(Location identification listing)
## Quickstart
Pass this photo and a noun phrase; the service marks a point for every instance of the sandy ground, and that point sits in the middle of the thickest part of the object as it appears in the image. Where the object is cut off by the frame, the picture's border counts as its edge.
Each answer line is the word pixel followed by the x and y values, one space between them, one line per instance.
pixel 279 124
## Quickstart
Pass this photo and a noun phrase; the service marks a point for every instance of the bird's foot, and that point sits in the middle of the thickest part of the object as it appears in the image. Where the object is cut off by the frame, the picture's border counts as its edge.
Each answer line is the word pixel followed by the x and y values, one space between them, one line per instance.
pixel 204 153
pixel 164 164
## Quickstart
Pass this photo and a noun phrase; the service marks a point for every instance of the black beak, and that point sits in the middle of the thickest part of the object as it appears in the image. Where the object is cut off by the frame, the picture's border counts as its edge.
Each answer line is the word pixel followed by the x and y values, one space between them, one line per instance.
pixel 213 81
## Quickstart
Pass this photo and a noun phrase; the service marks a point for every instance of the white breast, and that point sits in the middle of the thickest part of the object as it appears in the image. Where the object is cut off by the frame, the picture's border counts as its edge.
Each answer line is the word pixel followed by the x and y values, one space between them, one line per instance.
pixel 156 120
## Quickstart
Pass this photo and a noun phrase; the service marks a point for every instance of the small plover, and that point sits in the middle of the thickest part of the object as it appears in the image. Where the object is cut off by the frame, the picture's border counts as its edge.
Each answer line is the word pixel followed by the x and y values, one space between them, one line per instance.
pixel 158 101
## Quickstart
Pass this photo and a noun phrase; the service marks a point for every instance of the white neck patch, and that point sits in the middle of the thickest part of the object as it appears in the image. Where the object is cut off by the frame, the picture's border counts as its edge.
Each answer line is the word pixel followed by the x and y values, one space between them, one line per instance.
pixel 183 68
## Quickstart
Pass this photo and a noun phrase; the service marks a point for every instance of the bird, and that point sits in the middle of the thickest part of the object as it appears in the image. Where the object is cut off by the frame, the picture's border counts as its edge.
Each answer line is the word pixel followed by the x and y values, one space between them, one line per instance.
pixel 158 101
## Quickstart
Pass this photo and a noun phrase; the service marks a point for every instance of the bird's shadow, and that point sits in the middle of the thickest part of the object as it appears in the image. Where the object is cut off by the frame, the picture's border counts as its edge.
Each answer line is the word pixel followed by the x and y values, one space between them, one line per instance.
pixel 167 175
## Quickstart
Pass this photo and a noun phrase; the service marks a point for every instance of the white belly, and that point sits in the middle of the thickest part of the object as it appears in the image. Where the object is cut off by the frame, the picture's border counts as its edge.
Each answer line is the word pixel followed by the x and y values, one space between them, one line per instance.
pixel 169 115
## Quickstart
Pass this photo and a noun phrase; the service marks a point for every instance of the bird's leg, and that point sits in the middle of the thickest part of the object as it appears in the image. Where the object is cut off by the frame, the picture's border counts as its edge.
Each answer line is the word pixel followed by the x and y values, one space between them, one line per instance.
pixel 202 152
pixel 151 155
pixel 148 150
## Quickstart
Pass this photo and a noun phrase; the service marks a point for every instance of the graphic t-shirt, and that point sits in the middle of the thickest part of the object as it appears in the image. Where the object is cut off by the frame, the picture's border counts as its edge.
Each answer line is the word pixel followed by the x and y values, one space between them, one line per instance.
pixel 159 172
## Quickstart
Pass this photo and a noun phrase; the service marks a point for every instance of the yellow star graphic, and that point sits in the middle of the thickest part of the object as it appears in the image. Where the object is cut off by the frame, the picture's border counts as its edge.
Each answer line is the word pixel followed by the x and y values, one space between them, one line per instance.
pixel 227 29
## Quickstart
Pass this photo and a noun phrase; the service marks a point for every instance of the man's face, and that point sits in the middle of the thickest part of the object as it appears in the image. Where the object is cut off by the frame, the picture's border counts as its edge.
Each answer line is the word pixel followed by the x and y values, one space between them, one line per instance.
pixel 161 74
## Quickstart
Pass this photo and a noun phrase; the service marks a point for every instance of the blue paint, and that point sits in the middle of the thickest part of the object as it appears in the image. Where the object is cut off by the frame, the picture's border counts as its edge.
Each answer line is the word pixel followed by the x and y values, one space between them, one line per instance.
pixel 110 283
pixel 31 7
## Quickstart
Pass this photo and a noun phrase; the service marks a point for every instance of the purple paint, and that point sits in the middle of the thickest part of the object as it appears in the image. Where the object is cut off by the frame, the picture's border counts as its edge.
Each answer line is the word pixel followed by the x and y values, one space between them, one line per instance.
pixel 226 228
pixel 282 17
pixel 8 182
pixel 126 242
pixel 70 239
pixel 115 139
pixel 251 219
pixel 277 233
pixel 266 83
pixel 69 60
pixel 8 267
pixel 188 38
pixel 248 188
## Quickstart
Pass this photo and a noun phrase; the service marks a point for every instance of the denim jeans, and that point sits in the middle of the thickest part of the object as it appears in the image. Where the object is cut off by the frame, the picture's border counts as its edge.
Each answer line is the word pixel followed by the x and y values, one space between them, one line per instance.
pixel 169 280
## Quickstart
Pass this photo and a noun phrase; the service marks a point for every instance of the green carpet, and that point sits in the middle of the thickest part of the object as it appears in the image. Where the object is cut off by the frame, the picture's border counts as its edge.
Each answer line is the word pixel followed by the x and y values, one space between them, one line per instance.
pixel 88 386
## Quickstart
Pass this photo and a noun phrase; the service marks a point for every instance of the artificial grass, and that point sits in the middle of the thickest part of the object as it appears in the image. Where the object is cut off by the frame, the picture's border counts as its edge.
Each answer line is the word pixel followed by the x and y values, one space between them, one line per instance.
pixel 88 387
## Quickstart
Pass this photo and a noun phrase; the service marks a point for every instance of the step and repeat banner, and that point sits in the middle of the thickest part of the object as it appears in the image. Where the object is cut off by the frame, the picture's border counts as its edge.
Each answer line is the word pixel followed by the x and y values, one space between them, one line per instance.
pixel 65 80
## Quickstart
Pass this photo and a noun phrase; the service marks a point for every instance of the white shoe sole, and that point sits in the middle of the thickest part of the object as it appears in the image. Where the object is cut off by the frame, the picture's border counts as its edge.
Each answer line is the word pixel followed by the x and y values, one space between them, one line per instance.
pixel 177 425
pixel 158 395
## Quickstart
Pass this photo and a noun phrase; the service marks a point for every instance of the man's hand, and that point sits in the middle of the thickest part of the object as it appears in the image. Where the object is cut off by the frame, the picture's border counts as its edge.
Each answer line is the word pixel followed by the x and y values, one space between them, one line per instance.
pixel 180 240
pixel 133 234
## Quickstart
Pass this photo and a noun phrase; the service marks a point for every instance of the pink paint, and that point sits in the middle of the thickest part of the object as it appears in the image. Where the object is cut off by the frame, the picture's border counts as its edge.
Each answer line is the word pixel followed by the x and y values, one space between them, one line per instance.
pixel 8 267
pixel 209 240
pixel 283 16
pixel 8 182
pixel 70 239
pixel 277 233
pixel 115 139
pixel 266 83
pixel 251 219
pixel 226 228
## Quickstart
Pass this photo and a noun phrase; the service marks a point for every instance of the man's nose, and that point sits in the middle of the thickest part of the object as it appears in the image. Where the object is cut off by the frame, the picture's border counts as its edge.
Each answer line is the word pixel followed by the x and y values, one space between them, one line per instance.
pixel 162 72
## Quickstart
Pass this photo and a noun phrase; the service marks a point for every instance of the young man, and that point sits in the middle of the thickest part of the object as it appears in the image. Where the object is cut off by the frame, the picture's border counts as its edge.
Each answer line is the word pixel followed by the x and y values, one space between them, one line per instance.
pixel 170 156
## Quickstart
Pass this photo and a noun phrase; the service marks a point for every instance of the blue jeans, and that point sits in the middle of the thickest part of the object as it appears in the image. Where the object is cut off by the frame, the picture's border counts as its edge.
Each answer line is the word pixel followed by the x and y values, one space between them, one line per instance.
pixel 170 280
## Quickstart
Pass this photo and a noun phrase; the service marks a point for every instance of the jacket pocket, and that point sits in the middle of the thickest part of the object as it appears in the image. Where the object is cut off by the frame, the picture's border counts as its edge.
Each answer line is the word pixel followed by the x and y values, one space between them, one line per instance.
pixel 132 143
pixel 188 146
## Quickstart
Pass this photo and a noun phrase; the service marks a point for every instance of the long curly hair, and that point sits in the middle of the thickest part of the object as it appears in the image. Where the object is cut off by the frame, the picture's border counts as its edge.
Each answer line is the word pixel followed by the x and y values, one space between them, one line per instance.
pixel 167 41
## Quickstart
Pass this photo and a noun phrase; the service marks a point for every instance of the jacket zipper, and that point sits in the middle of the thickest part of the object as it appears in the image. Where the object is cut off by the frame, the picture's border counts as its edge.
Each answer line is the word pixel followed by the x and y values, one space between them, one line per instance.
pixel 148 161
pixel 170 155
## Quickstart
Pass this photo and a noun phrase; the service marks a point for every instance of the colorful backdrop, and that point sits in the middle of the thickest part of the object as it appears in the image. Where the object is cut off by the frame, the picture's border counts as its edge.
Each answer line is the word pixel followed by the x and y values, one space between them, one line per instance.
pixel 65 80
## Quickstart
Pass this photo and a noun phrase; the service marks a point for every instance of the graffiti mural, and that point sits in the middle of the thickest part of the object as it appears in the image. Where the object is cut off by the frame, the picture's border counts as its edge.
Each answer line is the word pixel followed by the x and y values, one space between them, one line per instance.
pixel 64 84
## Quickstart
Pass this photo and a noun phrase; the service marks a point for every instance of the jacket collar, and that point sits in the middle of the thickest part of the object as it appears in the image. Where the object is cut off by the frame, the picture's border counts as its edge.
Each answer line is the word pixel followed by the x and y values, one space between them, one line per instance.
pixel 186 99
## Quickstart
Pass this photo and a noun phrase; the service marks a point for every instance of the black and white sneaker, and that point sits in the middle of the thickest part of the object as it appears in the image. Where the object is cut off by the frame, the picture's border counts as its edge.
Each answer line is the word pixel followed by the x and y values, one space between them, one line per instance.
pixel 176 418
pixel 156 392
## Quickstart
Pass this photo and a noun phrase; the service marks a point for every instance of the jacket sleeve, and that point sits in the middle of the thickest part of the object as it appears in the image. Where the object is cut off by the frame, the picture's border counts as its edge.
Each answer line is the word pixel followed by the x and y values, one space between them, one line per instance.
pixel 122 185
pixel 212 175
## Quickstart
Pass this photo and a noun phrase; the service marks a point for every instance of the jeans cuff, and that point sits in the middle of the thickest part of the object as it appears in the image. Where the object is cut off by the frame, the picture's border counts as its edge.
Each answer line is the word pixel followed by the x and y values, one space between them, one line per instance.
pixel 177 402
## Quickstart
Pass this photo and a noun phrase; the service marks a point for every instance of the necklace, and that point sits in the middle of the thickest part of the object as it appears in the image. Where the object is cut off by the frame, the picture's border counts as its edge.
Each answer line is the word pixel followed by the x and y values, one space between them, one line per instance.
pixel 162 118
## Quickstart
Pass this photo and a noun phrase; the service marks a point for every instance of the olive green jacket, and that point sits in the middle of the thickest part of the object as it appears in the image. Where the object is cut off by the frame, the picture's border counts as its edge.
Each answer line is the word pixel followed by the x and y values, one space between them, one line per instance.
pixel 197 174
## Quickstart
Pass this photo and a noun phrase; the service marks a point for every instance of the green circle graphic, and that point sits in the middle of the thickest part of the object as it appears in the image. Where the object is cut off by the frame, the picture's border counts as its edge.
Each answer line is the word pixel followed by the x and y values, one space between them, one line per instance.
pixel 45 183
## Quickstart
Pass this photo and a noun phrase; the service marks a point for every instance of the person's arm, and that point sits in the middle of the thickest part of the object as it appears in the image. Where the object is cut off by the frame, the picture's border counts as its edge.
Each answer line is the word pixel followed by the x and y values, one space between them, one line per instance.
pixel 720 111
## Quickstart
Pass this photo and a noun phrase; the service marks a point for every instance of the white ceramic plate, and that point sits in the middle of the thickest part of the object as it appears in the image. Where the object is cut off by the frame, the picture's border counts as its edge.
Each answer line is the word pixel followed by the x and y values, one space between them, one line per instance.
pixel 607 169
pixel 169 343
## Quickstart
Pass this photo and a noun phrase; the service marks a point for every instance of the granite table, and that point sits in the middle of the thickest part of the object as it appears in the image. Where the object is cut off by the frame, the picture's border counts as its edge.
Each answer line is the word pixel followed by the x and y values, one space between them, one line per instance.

■ **What you have to do**
Turn the listing, from its first line up to and including the line containing "pixel 213 81", into a Markdown table with the columns Row and Line. Number the rows and leave out any blank lines.

■ **The solution**
| Row | Line |
|---|---|
| 1 | ## Quickstart |
| 2 | Pass this photo and a noun phrase; the service marks a point for every instance of the sandy ground, and that point sits in the middle of the thickest part of the object as it appears in the image. Where the object is cut off by the frame, the picture's border counts as its edge. |
| 3 | Each answer line is the word pixel followed by the x and y values, one space between them, one line per instance. |
| 4 | pixel 279 124 |
| 5 | ## Quickstart |
| 6 | Pass this photo and a noun phrase; the service marks a point for every instance of the bird's foot, and that point sits in the middle of the thickest part of the object as it appears in the image. Where the object is cut off by the frame, the picture's border counts as its edge. |
| 7 | Each answer line is the word pixel followed by the x and y values, one space between them, one line per instance. |
| 8 | pixel 204 153 |
| 9 | pixel 164 164 |
| 10 | ## Quickstart |
| 11 | Pass this photo and a noun phrase; the service marks a point for every instance of the black beak, and that point sits in the middle of the thickest part of the object as it appears in the image. Where the object is cut off by the frame, the picture's border counts as its edge. |
| 12 | Each answer line is the word pixel followed by the x and y values, one space between them, one line per instance. |
| 13 | pixel 213 81 |